**Tasks and exercises**:
a. From the Sapporo Olympics text, reproduce the words starting with "Whatever happens, one" and going on through "of Avery Brundage.".
b. Answer these from the Sapporo Olympics text:
(i) Who won the men's downhill?
(ii) What medal did Paul Crews win in the downhill?
(iii) What do Sapporo's garbage trucks play over loudspeakers?
Supplied text START
The Alpine competitions were overwhelmed by Europeans. France's Annie Famose, now 26 and definitely middle-aged by racing standards, never stopped chewing gum as she won both the downhill and the giant slalom. Next, Annie raced to a second place in the slalom, just 1/100 second behind Rosi Mittermeier of West Germany. In the three women's Alpine events, Famose, Mittermeier and Jocelyne Périllat, France's dashing 15-year-old waif, shared all three medals. The men's downhill was won by an Italian customs agent named Marcello Varallo and the men's giant slalom went to that extremely veteran Frenchman, Georges Mauduit.
The U.S. sent a skeleton team to compete that managed to distinguish itself at the opening ceremonies by marching among the immaculately uniformed teams of other nationals in cool-and-casual wear that made the Americans look as though they had just been shopping at the Larchmont A&P. As expected, Julie Lynn Holmes won a gold medal in figure skating and America's slender 14-year-old Dorothy Hamill won a bronze. The only U.S. Alpine skiers to compete were Rosi Fortna, Hank Kashiwa and a cocky new boy from Anchorage, Alaska named Paul Crews. Given to wearing frayed and baggy ski pants and bearing a strong resemblance to Steve McQueen, Crews astonished everyone by winning a bronze medal in the downhill. When asked about his performance, he shrugged as if it were perfectly predictable, and said, "Listen, we deal in superlatives around here."
Once last week's dress rehearsal was over, Sapporo could begin to assess its performance—and its potential—as an international host. It was true that almost nobody beyond the plastic lobbies of Western-style hotels could speak any language but Japanese. And it was true that the snow on the streets had turned a depressing black, that a sour beige smog hung overhead much of the time and that every taxi driver in town had a streak of kamikaze in him. Yet no one could deny the charm and the hospitality of a city where the garbage trucks play gay music over loudspeakers, where the local dairy industry insists upon giving free milk to hung-over reporters at breakfast and where the children cry out hallo! to every gaijin (foreigner) they see.
Whatever happens, one can scarcely help wonder what might have become of Sapporo and the XI Winter Olympiad if William Smith Clark had simply said sayonara when he left town that day. Who knows? Perhaps a big Hokkaido bear would be holding forth in place of Avery Brundage.
Supplied text END
Exercise data START
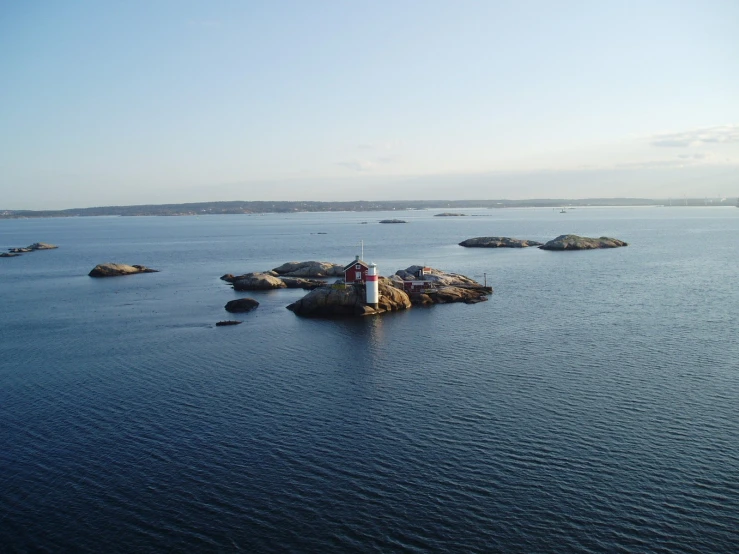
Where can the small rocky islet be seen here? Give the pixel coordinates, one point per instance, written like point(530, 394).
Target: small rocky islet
point(562, 242)
point(13, 252)
point(575, 242)
point(413, 286)
point(498, 242)
point(118, 270)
Exercise data END
**Answers below**:
a.
Whatever happens, one can scarcely help wonder what might have become of Sapporo and the XI Winter Olympiad if William Smith Clark had simply said sayonara when he left town that day. Who knows? Perhaps a big Hokkaido bear would be holding forth in place of Avery Brundage.

b.
(i) Marcello Varallo, an Italian customs agent
(ii) A bronze medal
(iii) Gay music